En Estados Unidos ya no es noticia que una tropilla de policías blancos, desbocados, haya estrangulado a un muchacho negro, por puro negro nomás. O que una fiesta de cumpleaños haya terminado ahogada en sangre cuando alguien disparó con su rifle AR-15, un arma de guerra, contra unos, contra el que fuere, contra todos. O de que un recreo escolar, el patio del shopping o el templo del barrio se hayan convertido en la tumba de diez, veinte, treinta que hasta entonces proclamaban el heroico arte de vivir en una nación que insiste en hacer de la tenencia de armas la más pura y sublime muestra de libertad. Un día, el mismo día que los adoradores de las armas –la Asociación Nacional del Rifle (ANR)– se reunían a celebrar su pacto anual con la muerte, los sondeos dieron el enésimo toque de atención.

• Qué se pide:
Responda a estas preguntas sobre el texto acerca de las armas en Estados Unidos:
1. ¿Con qué arma disparó alguien en la fiesta de cumpleaños?
2. ¿Qué tres lugares se convirtieron en la tumba de diez, veinte, treinta personas?
3. ¿Qué organización se reunía a celebrar su pacto anual con la muerte?
No hace falta consultar las entradas.

• Material proporcionado:
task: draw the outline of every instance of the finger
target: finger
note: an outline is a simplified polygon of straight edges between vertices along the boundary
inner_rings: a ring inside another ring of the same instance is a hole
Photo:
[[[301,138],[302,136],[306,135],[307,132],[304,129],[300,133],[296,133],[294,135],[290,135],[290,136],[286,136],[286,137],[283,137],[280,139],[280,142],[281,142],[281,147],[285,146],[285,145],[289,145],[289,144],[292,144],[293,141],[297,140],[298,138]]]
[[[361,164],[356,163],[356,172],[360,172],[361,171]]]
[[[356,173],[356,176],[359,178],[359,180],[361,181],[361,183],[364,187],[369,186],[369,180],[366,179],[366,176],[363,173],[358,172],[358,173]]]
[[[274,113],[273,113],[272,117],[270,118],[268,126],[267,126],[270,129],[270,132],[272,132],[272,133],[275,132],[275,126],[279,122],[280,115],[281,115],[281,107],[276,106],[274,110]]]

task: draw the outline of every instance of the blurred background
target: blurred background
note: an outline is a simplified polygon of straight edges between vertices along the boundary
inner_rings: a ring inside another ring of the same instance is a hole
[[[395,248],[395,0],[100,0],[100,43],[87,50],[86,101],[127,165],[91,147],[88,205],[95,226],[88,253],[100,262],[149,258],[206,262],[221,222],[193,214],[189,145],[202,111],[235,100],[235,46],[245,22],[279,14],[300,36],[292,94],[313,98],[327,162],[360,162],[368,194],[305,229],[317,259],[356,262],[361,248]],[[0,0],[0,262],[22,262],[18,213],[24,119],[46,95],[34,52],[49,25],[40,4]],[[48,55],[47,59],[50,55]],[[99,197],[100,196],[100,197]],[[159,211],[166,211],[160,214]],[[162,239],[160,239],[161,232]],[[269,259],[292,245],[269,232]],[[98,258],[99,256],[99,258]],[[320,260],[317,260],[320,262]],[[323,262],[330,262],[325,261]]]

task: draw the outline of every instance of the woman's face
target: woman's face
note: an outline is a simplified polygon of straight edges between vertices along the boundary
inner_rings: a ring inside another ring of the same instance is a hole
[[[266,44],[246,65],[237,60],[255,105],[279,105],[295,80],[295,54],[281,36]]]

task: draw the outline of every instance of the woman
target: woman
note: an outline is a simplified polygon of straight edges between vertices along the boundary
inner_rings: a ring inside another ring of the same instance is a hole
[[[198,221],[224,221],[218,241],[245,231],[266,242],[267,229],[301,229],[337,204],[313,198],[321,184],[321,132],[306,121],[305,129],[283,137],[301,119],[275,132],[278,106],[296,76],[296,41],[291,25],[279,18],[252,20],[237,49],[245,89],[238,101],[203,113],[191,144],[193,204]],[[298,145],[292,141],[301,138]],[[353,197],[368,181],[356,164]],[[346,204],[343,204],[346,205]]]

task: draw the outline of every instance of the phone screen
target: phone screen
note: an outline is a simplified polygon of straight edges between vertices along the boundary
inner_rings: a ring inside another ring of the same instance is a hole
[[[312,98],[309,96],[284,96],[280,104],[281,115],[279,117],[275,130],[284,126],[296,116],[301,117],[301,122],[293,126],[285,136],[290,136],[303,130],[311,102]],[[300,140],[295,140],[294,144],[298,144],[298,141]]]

• Resultado:
1. Con un rifle AR-15, un arma de guerra.
2. Un recreo escolar, el patio del shopping y el templo del barrio.
3. La Asociación Nacional del Rifle (ANR).